SOLOPOS.COM - Peluncuran buku puisi Yang Terpungut dan yang Musnah oleh Adiyad Riyadh di Rumah Banjarsari Solo, Jumat (10/11/2023). (Solopos.com/Maymunah Nasution)

Solopos.com, SOLO — Biar payah, susah, sungguh keras kita tak mendapat arti. Pada setiap musim pasti coba kita menerjemahkan kembali, pada apa yang pernah diwasiatkan oleh sunyi: Bahwa Keanggunan Manusia tiada Terberi. Bilamana datang narasi yang tercukupi, menggilas nafas-nafas keluguan, menindas sekalian harap membusuk berserakan, tak becus memberi ukuran atas pilihan hidup bermoral ketuhanan: betapa konstitusi serta birokrasi, tiada melebur diri pada moral keanggunan, tiada tertetapkan logika kejernihan… demikianlah kita berdosa dua kali pada Tuhan, hingga narasi kisah menyebar berita: Yang Terpungut dan yang Musnah.

Bukan hanya karya yang lahir dari para pujangga, melainkan pujangga lainnya. Hal inilah yang selalu terasa setiap kali pemaknaan karya-karya para sastrawan dilakukan, termasuk kala buku puisi terbaru dari Adiyad Riyadh lahir ke dunia.

Promosi Lebaran Zaman Now, Saatnya Bagi-bagi THR Emas dari Pegadaian

Buku yang berjudul Yang Terpungut dan yang Musnah tersebut merupakan kumpulan puisi tentang perjuangan manusia melawan birokrasi dan struktur politik.

“Dalam pemilihan judul saya memang terinspirasi dari Yang Terampas dan yang Putus karya Chairil Anwar. Chairil banyak menginspirasi saya untuk penulisan sementara cara pandang saya banyak belajar dari Erich Fromm,” tutur Adiyad dalam diskusi Peluncuran Buku Puisi Yang Terpungut dan yang Musnah di Rumah Banjarsari Solo, Jumat (10/11/2023).

Adiyad mengagumi Chairil dari standing political yang jelas dan tidak memiliki kontradiksi apapun. Sementara itu, filsuf Jerman Erich Fromm mengajarinya jurnalisme sastrawi sehingga memberikannya kemampuan perangkaian kata-kata yang natural.

Karya-karya Adiyad yang hadir di buku puisi tersebut merupakan sekumpulan karyanya yang ditulis sejak 2005 hingga 2016. Puisinya lahir dari gambaran situasi sosial politik dan juga kegelisahannya terhadap situasi masyarakat di sekitarnya.

Lebih dari itu, kumpulan puisi Yang Terpungut dan yang Musnah juga menjadi semacam perjalanan Adiyad menuju pendewasaannya. Adiyad menulis puisi-puisinya di berbagai lokasi, mulai dari Semarang, Magelang, dan Jogja.

**Tujuan Tugas a**
Ubahlah paragraf dalam teks bacaan yang diawali kata "Karya-karya Adiyad yang hadir" menjadi daftar butir yang lebih ringkas dengan tetap memuat fakta utamanya.

**Data yang Diberikan**
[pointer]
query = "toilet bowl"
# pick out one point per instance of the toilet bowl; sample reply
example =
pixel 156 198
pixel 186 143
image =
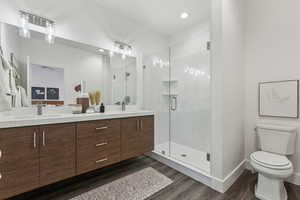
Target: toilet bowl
pixel 271 162
pixel 272 170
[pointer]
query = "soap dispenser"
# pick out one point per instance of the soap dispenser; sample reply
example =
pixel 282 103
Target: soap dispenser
pixel 102 108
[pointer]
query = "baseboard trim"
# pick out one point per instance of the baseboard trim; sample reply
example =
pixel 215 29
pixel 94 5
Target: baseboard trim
pixel 220 185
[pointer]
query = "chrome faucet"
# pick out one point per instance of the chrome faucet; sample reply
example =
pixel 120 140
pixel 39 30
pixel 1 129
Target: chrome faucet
pixel 39 108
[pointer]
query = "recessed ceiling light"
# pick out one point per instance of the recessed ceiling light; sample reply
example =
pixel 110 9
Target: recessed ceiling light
pixel 184 15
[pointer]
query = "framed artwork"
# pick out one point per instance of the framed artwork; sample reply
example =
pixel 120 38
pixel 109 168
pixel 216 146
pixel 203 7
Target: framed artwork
pixel 279 99
pixel 52 93
pixel 38 93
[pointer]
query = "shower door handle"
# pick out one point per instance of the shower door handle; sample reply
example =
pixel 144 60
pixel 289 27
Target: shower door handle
pixel 173 103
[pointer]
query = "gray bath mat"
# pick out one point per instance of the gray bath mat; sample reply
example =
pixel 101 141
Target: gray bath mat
pixel 137 186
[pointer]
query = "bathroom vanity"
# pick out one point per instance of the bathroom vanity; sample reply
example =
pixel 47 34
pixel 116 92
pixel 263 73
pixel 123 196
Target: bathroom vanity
pixel 32 156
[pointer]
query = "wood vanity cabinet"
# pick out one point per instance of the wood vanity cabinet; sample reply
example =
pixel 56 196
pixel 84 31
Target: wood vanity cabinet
pixel 31 157
pixel 57 152
pixel 19 160
pixel 137 136
pixel 98 144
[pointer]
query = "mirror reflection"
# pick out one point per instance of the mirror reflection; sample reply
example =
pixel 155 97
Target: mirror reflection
pixel 33 71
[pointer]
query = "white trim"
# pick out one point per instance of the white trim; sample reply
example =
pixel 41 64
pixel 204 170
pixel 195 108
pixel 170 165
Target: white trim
pixel 220 185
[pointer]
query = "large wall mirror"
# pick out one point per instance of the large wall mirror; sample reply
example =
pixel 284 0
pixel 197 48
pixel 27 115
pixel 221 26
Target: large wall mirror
pixel 50 72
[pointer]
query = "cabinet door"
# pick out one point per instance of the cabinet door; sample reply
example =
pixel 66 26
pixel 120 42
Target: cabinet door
pixel 130 138
pixel 57 153
pixel 19 161
pixel 147 133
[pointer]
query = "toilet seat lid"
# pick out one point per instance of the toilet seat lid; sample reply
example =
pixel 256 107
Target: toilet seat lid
pixel 270 159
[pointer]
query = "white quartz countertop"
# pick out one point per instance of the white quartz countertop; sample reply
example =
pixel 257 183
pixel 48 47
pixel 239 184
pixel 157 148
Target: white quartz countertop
pixel 10 121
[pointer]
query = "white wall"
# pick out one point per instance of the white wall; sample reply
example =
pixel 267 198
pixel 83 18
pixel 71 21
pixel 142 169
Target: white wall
pixel 227 86
pixel 10 43
pixel 272 53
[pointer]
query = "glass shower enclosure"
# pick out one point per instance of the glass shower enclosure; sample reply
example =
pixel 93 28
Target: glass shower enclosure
pixel 177 88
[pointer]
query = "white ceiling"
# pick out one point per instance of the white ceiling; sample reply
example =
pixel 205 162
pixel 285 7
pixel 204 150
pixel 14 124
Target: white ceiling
pixel 163 16
pixel 122 20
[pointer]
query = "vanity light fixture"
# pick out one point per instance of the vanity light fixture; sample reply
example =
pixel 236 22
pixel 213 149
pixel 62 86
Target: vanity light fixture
pixel 28 18
pixel 111 53
pixel 123 48
pixel 101 50
pixel 184 15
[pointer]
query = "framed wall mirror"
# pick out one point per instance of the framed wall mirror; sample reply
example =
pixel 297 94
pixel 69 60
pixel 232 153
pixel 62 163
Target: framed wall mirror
pixel 50 72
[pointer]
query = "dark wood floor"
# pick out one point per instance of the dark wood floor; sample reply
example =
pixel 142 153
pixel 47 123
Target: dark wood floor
pixel 183 187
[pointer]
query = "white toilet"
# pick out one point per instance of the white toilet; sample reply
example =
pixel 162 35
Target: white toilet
pixel 271 163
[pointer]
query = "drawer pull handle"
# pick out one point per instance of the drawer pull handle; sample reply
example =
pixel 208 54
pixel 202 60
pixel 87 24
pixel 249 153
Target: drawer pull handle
pixel 34 140
pixel 101 144
pixel 102 160
pixel 102 128
pixel 44 138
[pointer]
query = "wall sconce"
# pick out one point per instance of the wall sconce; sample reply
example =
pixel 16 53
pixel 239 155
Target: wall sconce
pixel 24 29
pixel 49 37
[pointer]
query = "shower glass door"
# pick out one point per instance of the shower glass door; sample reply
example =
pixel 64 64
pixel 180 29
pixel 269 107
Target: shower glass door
pixel 156 75
pixel 177 88
pixel 189 94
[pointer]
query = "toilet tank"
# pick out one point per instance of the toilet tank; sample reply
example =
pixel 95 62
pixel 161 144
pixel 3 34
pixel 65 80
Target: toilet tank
pixel 276 138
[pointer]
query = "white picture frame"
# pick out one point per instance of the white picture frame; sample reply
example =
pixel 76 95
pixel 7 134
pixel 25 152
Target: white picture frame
pixel 279 99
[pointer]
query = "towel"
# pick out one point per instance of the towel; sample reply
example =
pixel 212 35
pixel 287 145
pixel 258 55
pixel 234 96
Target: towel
pixel 5 63
pixel 4 99
pixel 25 101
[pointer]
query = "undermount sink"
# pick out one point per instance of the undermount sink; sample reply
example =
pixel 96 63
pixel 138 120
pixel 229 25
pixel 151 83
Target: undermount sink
pixel 36 116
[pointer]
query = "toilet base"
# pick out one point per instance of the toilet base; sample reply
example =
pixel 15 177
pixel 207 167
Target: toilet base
pixel 270 188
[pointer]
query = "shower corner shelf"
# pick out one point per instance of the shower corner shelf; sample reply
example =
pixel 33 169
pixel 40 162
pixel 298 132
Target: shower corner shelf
pixel 170 94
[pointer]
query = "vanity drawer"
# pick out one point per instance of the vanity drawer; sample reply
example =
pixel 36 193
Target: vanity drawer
pixel 100 128
pixel 98 144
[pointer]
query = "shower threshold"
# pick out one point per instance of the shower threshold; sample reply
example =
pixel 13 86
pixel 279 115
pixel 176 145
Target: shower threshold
pixel 191 157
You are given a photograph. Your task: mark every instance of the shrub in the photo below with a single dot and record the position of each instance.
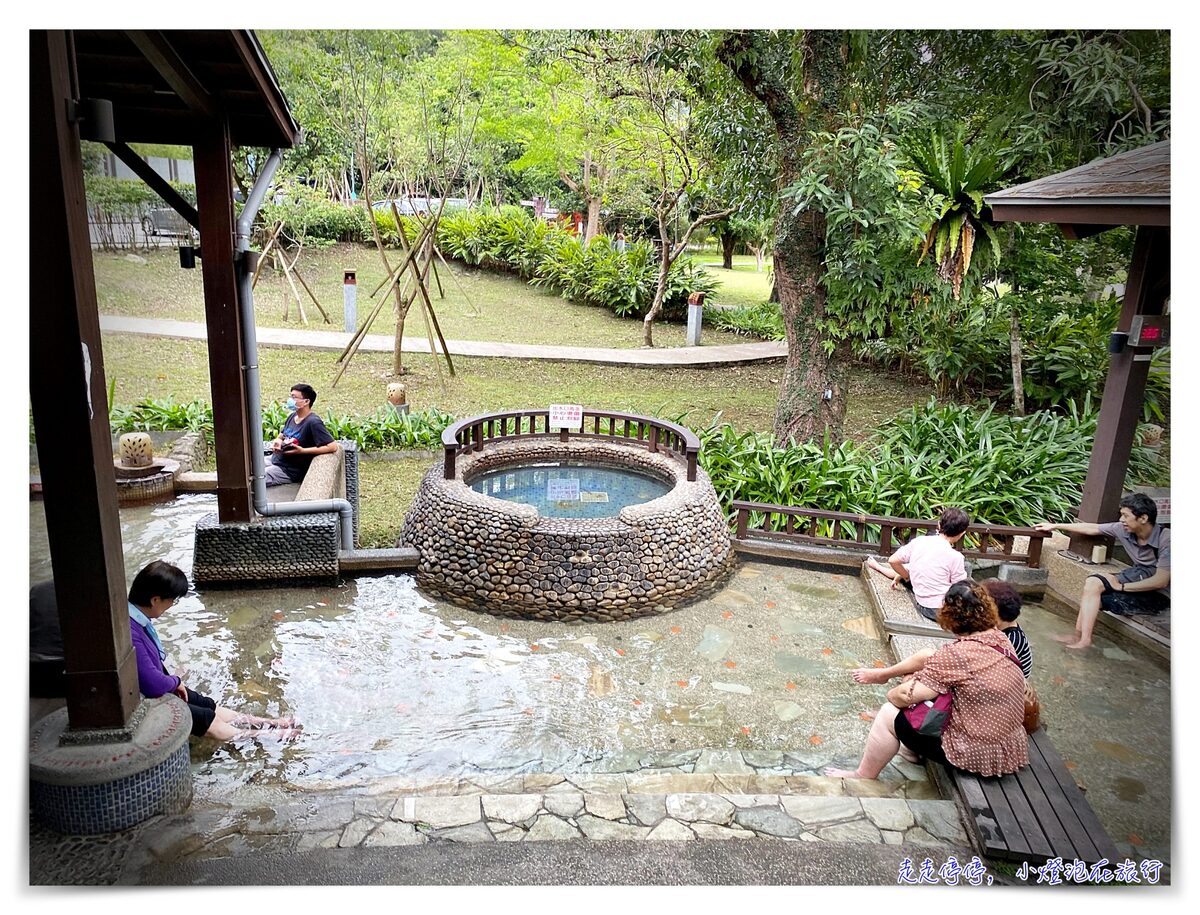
(312, 219)
(763, 320)
(1003, 470)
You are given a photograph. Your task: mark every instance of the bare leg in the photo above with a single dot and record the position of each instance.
(911, 664)
(881, 746)
(1089, 609)
(885, 570)
(240, 719)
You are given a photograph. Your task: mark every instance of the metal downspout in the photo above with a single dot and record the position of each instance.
(250, 370)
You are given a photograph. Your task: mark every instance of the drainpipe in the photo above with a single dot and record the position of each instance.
(253, 390)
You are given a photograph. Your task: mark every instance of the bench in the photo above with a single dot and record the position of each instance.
(1036, 814)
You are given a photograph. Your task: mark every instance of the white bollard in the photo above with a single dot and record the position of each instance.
(349, 301)
(695, 317)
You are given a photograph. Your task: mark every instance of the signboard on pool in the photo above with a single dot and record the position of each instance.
(565, 416)
(559, 490)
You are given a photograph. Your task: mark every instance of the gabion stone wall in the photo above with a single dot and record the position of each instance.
(277, 548)
(267, 549)
(505, 558)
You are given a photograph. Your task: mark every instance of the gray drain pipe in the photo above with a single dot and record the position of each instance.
(253, 390)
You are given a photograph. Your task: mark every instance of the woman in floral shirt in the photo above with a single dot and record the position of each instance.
(985, 731)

**Tujuan Tugas b**
Kembalikan baris-baris daftar tanpa perubahan, mulai dari awal daftar dan berlanjut hingga baris yang memuat "pixel 38 93", kedua ujungnya termasuk. Gambar tidak perlu disertakan dalam jawaban.

**Hasil Latihan a**
- Buku puisi tersebut menghimpun karya Adiyad yang ditulis sejak 2005 hingga 2016.
- Puisinya lahir dari gambaran situasi sosial politik.
- Puisinya juga lahir dari kegelisahan Adiyad terhadap situasi masyarakat di sekitarnya.

**Hasil Latihan b**
[pointer]
query = "toilet bowl"
# pick out one point per instance of the toilet bowl; sample reply
example =
pixel 156 198
pixel 186 143
image =
Target: toilet bowl
pixel 271 162
pixel 272 170
[pointer]
query = "soap dispenser"
# pick out one point per instance of the soap dispenser; sample reply
example =
pixel 282 103
Target: soap dispenser
pixel 102 108
[pointer]
query = "baseboard trim"
# pick out one point per instance of the baseboard trim; sample reply
example =
pixel 215 29
pixel 94 5
Target: baseboard trim
pixel 220 185
[pointer]
query = "chrome faucet"
# pick out one point per instance of the chrome faucet; sample reply
example =
pixel 120 140
pixel 39 30
pixel 1 129
Target: chrome faucet
pixel 39 108
[pointer]
query = "recessed ceiling light"
# pick out one point per instance of the recessed ceiling light; sample reply
example =
pixel 110 9
Target: recessed ceiling light
pixel 184 15
[pointer]
query = "framed artwork"
# pick out one point per instance of the framed artwork; sample reply
example =
pixel 120 38
pixel 109 168
pixel 216 146
pixel 203 7
Target: framed artwork
pixel 279 99
pixel 52 93
pixel 38 93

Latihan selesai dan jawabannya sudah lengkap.